**Task instructions**:
Arrange each line of the material below as a numbered list, omitting blank lines. Leave the pictures out of your answer.

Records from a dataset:
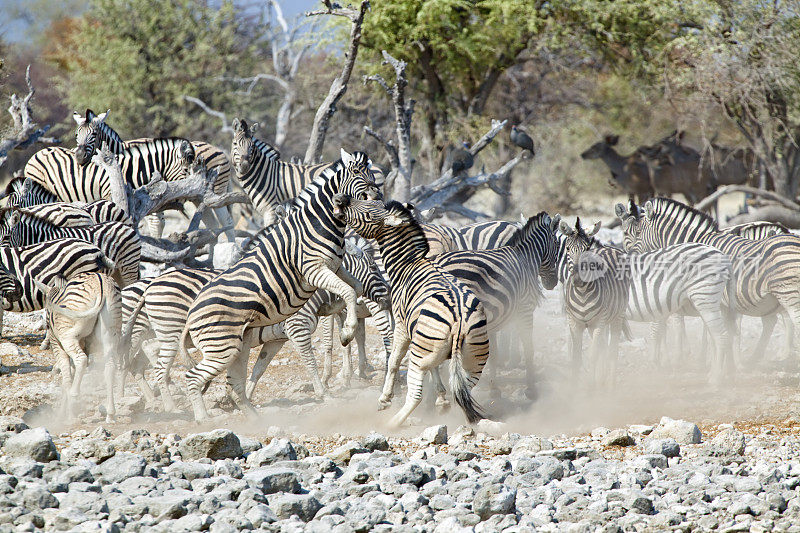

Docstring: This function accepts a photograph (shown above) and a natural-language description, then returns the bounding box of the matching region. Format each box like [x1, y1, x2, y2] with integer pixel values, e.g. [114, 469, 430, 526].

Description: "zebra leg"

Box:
[319, 315, 333, 387]
[245, 340, 285, 401]
[306, 266, 358, 346]
[223, 350, 258, 417]
[354, 318, 370, 379]
[378, 322, 411, 410]
[153, 339, 178, 413]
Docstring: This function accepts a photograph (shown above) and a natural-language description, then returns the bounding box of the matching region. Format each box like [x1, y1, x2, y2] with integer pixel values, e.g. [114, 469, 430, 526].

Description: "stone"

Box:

**Exercise solution**:
1. Docstring: This function accepts a photograph (shown above) and a natural-language description, then returns the bounding box of the matching region. Format each box like [x1, y1, x2, y2] with integer pixel values, e.g. [114, 469, 430, 526].
2. Description: "zebra leg"
3. Box:
4. [319, 315, 333, 387]
5. [245, 340, 285, 401]
6. [306, 266, 358, 346]
7. [223, 350, 258, 417]
8. [354, 318, 370, 379]
9. [378, 322, 411, 410]
10. [153, 339, 178, 413]
11. Docstring: This function accepts a photograph (shown above) and a natural-language description, then returns the bounding box of the matching region. Format each box like [x1, y1, x2, y2] with integer pixel values, e.g. [114, 469, 430, 526].
12. Description: "stone"
13. Box:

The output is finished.